Metin bloğu:

________

Fotoğraf: Erdoğan Rize'de/Cumhurbaşkanlığı
Sputnik International yorumcusu Ekaterina Blinova, Erdoğan'ın üçüncü kez Türkiye Cumhurbaşkanlığı'nı ele geçirmesinin dünya güç dengesi açısından ne ifade ettiğini kaleme aldı. 2014'ten bu yana Sputnik'e yazan serbest gazeteci Blinova, tarih uzmanı ve ABD, Avrupa, Ortadoğu ve Asya siyasetinin yanı sıra, uluslararası ilişkiler, sosyoloji ve yüksek teknolojiyle yakından ilgileniyor.
* * *
Recep Tayyip Erdoğan, Sputnik'in görüşüne başvurduğu yorumculara göre, 28 Mayıs'ta ülkenin dış stratejisinin ve jeopolitik vizyonunun herhangi bir değişikliğe uğramamasını üçüncü bir dönem için güvenceye aldı.
Türkiye'nin jeopolitik hedefleri
Siyaset bilimci ve Gaziantep Üniversitesi öğretim görevlisi Ali Fuat Gökçe, Sputnik'e verdiği demeçte, "Dış politikada, Türkiye daha önce özetlenen yol haritasına bağlı kalmaya devam edecek." dedi. "Dışişleri bakanlığı görevine kimin atanacağı merak konusu. Büyük olasılıkla, bu kişi [halen Cumhurbaşkanı Erdoğan'ın sözcülüğünü yürüten] İbrahim Kalın olabilir Mevlüt Çavuşoğlu'na kıyasla Kalın'ın daha çok Batı yanlısı bir politika izlediği biliniyor. Ancak Türkiye Ortadoğu ve Asya'ya zaten sırtını dönmeyecektir. Türkiye'nin dış politikası dengeli bir yol izlemeye devam edecektir."

________

Kaynak kayıtlar:
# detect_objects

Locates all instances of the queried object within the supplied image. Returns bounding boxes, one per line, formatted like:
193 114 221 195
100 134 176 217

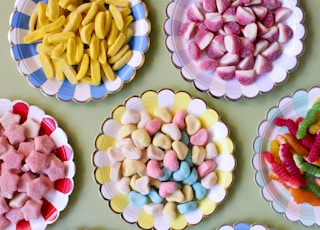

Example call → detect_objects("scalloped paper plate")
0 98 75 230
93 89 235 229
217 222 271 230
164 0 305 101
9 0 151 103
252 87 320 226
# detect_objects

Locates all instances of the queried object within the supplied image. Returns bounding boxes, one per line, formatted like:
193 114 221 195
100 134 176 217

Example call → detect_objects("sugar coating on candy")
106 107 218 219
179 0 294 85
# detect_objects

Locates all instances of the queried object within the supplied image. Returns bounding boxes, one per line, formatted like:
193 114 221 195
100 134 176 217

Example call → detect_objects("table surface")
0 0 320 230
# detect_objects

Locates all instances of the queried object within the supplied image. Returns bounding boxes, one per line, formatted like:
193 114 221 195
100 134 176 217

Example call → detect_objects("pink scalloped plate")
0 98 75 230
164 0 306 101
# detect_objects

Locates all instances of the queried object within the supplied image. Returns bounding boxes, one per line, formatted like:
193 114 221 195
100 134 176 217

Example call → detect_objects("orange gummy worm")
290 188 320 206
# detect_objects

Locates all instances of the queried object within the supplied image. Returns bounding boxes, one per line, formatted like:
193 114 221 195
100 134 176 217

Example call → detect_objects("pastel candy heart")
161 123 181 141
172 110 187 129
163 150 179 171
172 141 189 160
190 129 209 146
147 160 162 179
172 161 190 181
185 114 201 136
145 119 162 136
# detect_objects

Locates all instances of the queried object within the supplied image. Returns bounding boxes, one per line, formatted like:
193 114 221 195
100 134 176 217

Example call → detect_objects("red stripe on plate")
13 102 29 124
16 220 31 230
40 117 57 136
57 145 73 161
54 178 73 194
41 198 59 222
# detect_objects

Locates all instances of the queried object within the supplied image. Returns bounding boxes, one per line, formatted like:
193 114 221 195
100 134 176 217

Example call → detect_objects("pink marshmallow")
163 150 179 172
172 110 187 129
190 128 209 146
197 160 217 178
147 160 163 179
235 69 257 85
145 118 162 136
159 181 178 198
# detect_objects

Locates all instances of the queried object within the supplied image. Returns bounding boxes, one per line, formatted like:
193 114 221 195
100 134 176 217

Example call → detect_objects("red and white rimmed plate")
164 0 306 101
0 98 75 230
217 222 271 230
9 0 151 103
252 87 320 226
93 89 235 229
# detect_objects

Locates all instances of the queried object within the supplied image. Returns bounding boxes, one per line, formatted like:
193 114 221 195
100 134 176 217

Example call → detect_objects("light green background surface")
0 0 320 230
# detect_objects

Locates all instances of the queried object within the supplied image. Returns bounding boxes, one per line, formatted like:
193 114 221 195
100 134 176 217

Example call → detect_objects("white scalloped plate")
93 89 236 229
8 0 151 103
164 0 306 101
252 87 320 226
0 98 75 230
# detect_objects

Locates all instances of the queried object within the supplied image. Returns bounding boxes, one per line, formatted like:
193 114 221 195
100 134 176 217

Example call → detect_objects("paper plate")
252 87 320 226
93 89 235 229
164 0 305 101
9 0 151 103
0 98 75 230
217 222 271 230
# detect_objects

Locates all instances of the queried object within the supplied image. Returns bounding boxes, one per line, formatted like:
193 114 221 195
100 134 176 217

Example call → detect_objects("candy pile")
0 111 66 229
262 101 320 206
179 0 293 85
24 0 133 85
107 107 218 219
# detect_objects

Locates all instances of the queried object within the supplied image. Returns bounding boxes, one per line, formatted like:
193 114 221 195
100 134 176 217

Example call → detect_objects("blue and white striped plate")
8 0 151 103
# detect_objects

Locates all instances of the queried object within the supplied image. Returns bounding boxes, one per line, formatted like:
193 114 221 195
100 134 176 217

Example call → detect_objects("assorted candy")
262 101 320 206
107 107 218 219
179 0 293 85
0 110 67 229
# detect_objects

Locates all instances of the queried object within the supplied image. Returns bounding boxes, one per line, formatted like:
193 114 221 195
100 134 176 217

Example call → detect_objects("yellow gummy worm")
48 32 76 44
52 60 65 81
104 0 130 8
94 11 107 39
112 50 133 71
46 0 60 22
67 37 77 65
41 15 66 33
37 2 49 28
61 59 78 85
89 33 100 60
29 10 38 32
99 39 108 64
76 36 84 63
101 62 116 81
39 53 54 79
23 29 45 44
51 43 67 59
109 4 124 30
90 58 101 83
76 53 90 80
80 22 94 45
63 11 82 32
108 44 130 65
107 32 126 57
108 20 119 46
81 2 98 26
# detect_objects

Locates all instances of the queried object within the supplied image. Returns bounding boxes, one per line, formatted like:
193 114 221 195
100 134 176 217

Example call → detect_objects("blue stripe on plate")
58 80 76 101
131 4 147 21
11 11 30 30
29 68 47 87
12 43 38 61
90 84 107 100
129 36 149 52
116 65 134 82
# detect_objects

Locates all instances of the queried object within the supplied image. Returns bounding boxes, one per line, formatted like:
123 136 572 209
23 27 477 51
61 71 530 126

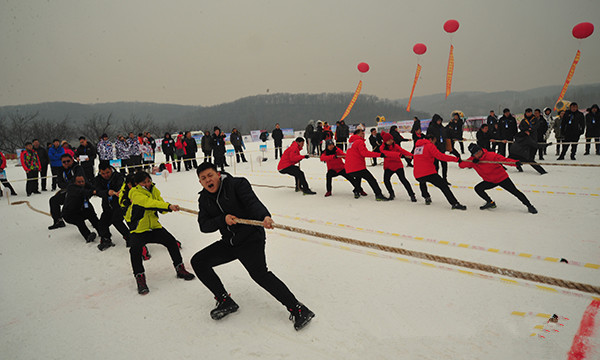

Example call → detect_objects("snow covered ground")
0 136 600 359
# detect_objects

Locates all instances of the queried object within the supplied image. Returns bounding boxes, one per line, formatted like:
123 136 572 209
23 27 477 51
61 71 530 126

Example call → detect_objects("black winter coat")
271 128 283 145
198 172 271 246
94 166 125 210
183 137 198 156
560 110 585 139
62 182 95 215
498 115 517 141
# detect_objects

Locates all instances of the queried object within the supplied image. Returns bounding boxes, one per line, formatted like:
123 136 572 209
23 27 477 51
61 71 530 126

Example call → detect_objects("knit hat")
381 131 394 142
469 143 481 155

________

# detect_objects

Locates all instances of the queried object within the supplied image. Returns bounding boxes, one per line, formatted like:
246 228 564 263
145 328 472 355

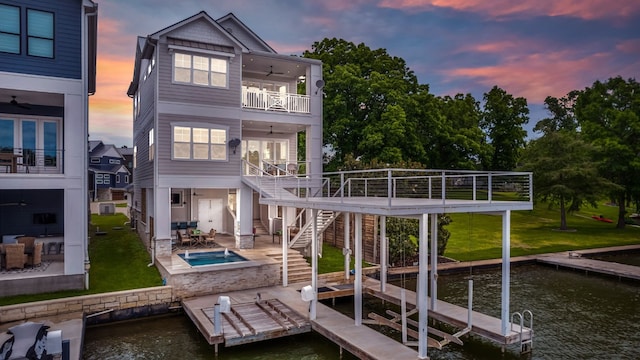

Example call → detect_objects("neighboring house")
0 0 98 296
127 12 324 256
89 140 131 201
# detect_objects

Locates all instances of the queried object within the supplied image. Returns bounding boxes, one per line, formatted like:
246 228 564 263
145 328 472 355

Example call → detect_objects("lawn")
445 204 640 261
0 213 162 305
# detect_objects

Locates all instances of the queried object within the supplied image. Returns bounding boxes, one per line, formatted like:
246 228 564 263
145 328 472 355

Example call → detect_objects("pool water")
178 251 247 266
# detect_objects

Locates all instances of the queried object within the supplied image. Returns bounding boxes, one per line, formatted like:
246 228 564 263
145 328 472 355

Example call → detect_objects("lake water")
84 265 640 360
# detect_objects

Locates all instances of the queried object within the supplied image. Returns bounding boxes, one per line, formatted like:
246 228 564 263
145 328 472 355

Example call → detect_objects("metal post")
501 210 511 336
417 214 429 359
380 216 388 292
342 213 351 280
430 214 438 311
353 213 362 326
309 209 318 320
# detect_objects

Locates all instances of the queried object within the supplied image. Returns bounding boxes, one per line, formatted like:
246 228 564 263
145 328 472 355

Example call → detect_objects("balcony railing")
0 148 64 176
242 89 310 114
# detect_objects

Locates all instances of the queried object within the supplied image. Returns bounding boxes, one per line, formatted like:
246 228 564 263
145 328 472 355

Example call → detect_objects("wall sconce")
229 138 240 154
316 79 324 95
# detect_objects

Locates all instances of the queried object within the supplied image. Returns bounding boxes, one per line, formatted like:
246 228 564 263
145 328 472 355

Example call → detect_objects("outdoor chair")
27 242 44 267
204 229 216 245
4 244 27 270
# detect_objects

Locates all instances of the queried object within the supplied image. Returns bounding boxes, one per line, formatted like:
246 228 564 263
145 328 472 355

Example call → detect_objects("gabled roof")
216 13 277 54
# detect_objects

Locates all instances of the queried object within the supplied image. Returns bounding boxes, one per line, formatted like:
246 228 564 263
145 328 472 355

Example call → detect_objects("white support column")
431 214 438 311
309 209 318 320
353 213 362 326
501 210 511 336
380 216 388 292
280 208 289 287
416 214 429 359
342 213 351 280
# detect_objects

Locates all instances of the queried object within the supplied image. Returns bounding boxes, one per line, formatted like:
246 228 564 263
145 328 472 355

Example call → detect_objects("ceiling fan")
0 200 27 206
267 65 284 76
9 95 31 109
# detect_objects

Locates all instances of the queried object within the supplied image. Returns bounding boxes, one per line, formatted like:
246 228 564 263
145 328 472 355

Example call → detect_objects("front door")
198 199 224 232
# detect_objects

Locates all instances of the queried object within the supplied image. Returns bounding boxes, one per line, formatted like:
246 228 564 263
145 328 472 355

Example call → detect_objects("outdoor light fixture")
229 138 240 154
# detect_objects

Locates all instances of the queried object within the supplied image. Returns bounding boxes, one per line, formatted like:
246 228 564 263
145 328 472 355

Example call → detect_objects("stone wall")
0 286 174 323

________

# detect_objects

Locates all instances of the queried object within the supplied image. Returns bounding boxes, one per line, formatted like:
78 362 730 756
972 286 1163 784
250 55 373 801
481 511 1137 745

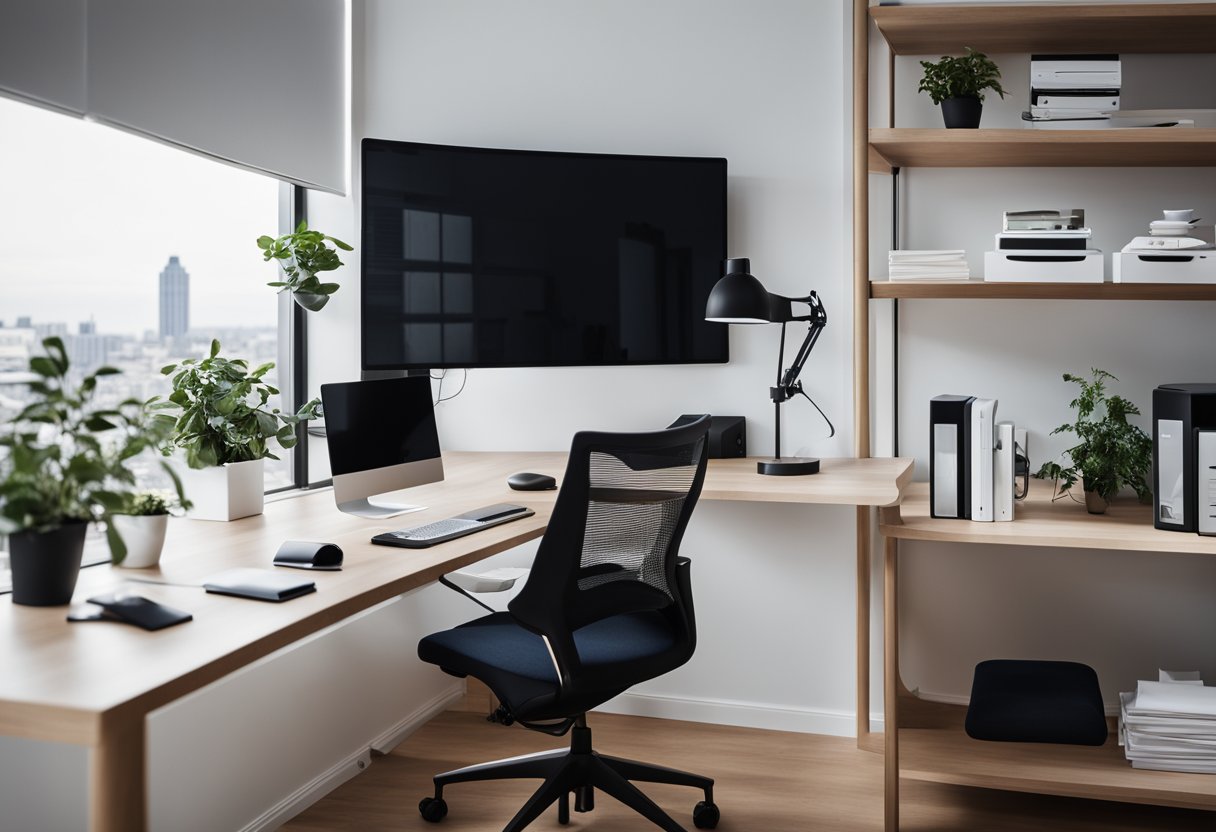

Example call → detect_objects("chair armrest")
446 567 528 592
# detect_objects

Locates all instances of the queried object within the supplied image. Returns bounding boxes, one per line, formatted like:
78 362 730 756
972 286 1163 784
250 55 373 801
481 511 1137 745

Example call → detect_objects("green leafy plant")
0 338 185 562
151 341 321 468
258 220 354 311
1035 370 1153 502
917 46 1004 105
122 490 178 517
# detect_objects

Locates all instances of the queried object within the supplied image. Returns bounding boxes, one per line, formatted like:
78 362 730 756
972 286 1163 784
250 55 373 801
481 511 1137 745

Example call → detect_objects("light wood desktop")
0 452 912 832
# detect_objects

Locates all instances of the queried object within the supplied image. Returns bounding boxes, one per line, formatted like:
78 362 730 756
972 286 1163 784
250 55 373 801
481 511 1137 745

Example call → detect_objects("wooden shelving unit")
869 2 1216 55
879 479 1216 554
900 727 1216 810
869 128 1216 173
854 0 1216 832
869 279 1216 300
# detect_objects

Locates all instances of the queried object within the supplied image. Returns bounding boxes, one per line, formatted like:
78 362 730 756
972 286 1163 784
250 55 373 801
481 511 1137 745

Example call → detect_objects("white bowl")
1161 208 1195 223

________

Yapılacak işler:
**1)** Türkiye'nin dış politikasını ele alan metinde "Fotoğraf: Erdoğan Rize'de/Cumhurbaşkanlığı" ifadesinden başlayıp "için güvenceye aldı." ifadesi de dahil olmak üzere o noktaya kadar uzanan bölümü değiştirmeden kopyala.
**2)** Kayıtlarda "green" dizesinin geçtiği bütün satırları topla. Büyük ve küçük harf ayrımı dikkate alınsın.

Doğru cevaplar:
**1)**
Fotoğraf: Erdoğan Rize'de/Cumhurbaşkanlığı
Sputnik International yorumcusu Ekaterina Blinova, Erdoğan'ın üçüncü kez Türkiye Cumhurbaşkanlığı'nı ele geçirmesinin dünya güç dengesi açısından ne ifade ettiğini kaleme aldı. 2014'ten bu yana Sputnik'e yazan serbest gazeteci Blinova, tarih uzmanı ve ABD, Avrupa, Ortadoğu ve Asya siyasetinin yanı sıra, uluslararası ilişkiler, sosyoloji ve yüksek teknolojiyle yakından ilgileniyor.
* * *
Recep Tayyip Erdoğan, Sputnik'in görüşüne başvurduğu yorumculara göre, 28 Mayıs'ta ülkenin dış stratejisinin ve jeopolitik vizyonunun herhangi bir değişikliğe uğramamasını üçüncü bir dönem için güvenceye aldı.

**2)**
Example call → detect_objects("light green background surface")
Example call → detect_objects("green leafy plant")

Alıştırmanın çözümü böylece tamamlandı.